■ **WHAT YOU WILL DO**:
1) Do these statements agree with the news passage on Hong Kong tensions? Answer yes or no for each, and quote the deciding words of the passage. (a) Wall Street had a late sell-off after Trump said he would make a statement on Beijing's security plan. (b) At the Oval Office meeting, Trump gave specifics about the response he planned. (c) The White House has already revoked Hong Kong's special status.
2) According to the news passage on Hong Kong tensions, where did Trump tell reporters that he was "not happy" with Beijing?
3) Which place names appear in the news passage on Hong Kong tensions? List each one once, in order of first appearance.

■ **TEXT PASSAGE**:
------------------------------

Equities fell in early trade Friday after Donald Trump called a news conference for later in the day to outline his response to China’s plan to crack down on Hong Kong, which many fear could further increase tensions between the superpowers.
The losses were being tempered, however, by hopes that parts of the planet are slowly emerging from the coronavirus crisis as governments continue to ease up on lockdown restrictions that have battered the global economy.
The retreat tracked a negative day on Wall Street, which suffered a late sell-off after Trump said he would make a statement on Beijing’s controversial security plan for the southern financial hub.
The US president told reporters at an Oval Office meeting that he was “not happy” with Beijing and the news conference would be about “what we’re doing with respect to China”, while giving no specifics.
The White House has already revoked the city’s special status, potentially opening the way for it to be stripped of key trading privileges such as lower tariffs than mainland China.

------------------------------

■ **RECORD EXCERPTS**:
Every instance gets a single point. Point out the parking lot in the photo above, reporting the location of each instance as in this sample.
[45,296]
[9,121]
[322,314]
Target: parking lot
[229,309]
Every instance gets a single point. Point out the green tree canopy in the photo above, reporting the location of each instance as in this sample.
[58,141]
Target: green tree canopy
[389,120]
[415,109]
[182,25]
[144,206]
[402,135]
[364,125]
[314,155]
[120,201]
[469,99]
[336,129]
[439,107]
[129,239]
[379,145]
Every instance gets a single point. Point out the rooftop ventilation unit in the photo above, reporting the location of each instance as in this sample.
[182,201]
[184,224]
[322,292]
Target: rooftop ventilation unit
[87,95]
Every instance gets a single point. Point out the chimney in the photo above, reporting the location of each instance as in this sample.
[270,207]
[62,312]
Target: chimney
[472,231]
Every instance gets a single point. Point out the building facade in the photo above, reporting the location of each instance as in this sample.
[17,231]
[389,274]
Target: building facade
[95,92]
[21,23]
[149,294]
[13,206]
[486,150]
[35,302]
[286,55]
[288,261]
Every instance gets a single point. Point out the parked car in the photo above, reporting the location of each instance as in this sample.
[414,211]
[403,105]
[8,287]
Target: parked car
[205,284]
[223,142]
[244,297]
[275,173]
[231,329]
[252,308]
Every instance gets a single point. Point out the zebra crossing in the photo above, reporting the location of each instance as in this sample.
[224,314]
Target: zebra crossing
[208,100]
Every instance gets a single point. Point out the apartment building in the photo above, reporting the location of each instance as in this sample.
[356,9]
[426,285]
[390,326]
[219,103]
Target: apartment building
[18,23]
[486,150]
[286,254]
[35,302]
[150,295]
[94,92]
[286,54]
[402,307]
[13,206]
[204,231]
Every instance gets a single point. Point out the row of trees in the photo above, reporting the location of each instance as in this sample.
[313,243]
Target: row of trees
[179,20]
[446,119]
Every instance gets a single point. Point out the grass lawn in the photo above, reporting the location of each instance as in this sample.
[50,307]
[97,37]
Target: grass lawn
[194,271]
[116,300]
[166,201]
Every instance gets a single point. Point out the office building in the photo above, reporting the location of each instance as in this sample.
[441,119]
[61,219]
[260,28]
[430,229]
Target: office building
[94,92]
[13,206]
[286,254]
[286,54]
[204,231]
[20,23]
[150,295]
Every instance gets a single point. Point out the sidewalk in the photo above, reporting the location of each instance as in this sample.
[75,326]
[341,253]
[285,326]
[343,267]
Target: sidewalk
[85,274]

------------------------------

■ **YOUR RESPONSES**:
1)
(a) Yes: "which suffered a late sell-off after Trump said he would make a statement on Beijing’s controversial security plan for the southern financial hub"
(b) No: "while giving no specifics"
(c) Yes: "The White House has already revoked the city’s special status"

2) At an Oval Office meeting.

3) China, Hong Kong, Wall Street, Beijing, US, Oval Office, White House